-- START GIVEN RECORDS --

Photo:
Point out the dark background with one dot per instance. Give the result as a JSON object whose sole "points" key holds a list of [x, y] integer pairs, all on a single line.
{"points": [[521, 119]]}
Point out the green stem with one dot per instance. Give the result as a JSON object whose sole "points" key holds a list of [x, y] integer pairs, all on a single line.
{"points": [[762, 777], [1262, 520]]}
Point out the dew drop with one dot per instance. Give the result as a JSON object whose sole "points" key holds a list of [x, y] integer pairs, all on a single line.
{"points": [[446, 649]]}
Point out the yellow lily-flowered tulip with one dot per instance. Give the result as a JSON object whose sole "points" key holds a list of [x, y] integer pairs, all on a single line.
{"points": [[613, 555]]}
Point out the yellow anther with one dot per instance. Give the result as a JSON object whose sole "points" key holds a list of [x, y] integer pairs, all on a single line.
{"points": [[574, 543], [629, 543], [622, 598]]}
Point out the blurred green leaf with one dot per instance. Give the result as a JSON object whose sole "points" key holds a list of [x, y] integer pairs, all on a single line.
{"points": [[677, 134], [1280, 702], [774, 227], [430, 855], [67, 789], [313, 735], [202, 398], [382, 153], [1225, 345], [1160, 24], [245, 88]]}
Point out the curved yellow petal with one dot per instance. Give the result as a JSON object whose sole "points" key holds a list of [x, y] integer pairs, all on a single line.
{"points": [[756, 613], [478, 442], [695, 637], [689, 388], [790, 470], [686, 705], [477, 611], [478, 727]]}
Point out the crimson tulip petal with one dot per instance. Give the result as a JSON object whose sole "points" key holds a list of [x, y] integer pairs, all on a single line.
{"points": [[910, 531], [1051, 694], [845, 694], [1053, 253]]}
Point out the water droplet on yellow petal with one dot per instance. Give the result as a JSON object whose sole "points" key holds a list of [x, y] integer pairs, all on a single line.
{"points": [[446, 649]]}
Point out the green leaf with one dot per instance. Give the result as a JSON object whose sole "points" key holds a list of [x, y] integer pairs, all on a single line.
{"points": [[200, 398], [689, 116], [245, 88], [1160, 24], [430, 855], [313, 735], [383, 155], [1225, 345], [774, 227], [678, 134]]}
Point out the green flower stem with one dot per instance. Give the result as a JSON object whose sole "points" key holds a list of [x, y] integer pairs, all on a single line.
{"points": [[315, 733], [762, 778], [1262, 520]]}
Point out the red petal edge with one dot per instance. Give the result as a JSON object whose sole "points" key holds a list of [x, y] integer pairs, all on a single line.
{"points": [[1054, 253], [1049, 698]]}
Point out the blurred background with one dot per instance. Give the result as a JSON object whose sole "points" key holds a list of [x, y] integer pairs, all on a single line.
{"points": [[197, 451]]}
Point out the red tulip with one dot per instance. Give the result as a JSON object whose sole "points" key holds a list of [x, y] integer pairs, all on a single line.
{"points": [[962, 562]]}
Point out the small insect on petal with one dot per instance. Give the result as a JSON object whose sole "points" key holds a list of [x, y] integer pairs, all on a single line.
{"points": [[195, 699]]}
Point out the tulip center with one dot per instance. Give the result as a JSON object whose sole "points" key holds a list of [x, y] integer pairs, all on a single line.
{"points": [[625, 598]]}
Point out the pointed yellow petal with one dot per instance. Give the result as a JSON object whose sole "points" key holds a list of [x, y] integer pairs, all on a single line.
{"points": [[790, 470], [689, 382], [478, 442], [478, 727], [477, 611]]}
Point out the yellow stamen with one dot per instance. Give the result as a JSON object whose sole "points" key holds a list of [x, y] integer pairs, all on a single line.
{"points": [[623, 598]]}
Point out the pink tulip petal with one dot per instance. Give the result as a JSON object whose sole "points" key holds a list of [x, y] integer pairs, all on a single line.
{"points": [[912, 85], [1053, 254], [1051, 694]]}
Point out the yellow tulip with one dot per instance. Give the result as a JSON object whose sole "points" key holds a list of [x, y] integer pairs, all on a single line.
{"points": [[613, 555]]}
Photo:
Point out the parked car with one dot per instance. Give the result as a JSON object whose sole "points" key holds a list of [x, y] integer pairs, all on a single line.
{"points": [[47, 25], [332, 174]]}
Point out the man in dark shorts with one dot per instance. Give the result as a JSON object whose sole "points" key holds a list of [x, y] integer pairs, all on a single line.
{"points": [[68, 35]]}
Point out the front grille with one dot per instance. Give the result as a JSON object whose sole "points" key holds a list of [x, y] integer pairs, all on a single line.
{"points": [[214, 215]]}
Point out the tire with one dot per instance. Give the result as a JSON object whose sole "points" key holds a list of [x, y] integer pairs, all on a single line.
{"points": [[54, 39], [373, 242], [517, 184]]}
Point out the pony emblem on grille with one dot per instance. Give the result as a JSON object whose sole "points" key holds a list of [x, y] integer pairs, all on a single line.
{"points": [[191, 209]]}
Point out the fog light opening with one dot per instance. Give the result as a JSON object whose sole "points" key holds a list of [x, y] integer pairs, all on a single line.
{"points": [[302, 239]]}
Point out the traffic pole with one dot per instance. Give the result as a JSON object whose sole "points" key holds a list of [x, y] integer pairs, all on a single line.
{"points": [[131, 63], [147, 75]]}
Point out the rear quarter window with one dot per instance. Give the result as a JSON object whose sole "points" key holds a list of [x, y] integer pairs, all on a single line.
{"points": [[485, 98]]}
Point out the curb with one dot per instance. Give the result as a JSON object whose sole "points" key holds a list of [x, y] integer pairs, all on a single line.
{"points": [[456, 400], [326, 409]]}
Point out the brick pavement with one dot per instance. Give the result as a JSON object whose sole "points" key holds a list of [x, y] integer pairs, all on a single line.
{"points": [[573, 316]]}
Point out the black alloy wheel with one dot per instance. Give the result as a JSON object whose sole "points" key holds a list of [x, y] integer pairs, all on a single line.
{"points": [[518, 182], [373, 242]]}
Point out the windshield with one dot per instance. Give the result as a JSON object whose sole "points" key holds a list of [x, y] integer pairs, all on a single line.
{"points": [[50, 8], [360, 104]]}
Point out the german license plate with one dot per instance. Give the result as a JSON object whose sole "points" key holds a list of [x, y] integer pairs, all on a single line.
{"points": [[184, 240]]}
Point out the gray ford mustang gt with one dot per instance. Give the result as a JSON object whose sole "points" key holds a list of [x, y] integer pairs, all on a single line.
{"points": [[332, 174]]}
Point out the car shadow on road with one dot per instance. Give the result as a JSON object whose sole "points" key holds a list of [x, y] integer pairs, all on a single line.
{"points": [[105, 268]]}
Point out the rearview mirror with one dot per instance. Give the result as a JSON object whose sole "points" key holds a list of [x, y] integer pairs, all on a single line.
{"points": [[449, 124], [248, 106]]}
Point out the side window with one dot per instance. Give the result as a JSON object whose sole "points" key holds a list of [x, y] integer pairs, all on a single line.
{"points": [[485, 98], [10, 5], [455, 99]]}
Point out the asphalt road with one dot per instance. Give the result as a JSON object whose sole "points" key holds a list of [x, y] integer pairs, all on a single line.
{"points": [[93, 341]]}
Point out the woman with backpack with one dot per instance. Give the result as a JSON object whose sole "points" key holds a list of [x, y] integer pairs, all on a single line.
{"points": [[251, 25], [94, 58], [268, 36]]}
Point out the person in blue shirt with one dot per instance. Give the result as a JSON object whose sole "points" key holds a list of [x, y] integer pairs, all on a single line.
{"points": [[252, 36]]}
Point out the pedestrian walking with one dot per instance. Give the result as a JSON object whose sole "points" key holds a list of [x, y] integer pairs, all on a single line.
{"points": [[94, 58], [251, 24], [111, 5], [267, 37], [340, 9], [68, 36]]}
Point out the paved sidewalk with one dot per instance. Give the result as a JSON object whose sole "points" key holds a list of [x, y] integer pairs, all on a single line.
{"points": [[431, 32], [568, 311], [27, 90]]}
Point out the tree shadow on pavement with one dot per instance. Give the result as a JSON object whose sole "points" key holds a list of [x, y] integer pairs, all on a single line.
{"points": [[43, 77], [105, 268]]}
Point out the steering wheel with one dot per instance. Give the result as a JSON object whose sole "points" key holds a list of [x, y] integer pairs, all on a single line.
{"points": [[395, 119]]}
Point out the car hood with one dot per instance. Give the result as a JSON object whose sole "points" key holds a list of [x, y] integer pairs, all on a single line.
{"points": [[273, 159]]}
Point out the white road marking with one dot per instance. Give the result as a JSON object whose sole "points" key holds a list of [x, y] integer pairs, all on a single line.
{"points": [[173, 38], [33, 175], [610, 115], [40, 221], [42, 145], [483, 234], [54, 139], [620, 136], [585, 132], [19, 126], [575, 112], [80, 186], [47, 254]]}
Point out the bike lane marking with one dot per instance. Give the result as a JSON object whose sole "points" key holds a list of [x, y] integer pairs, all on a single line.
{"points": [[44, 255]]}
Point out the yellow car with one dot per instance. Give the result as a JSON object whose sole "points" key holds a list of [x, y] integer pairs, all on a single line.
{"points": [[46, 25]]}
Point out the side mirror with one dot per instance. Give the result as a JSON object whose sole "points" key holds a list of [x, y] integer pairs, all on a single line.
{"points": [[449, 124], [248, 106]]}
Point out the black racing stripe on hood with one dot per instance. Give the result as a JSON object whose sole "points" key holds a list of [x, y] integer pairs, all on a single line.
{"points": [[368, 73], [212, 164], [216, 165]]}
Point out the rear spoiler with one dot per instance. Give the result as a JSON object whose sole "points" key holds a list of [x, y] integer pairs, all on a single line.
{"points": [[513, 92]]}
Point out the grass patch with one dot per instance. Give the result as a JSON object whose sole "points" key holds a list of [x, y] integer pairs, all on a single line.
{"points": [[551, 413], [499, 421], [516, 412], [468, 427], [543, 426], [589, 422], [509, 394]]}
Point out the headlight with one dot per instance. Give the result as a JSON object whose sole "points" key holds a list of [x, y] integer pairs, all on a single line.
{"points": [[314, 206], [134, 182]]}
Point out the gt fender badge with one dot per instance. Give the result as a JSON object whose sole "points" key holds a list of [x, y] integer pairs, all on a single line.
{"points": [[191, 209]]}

-- END GIVEN RECORDS --

Beginning at the line where "Point out the black racing" appears, extract each line through the end of the data above; keep them exact and include nothing else.

▶ **SOLUTION TO THE PROBLEM**
Point out the black racing stripe on hood with one dot per instance. Give the result as a JSON object whose sole "points" key holds a list of [x, y] integer pairs, all on a single line.
{"points": [[368, 73], [212, 164], [216, 165]]}
Point out the rear spoiler with one dot per instance. Give the result as a JSON object whose sole "points" key holds a list of [x, y] integer pairs, all on a single line.
{"points": [[513, 92]]}
Point out the grass patch with one dot per instance. Give the result as a JSON object whose sole "points" key holds a list of [x, y] integer pairs, all on a single line.
{"points": [[551, 413], [499, 421], [516, 412], [468, 427], [543, 426], [589, 422], [509, 394]]}
Point out the headlight with one dot per instance. Give the result as a JSON object whose sole "points" key holds a list of [x, y] integer pairs, all on a single line.
{"points": [[314, 206], [134, 182]]}
Point out the gt fender badge with one dot per instance. Give the result as a JSON object whose sole "points" key holds a list of [x, y] integer pairs, all on a single line.
{"points": [[191, 209]]}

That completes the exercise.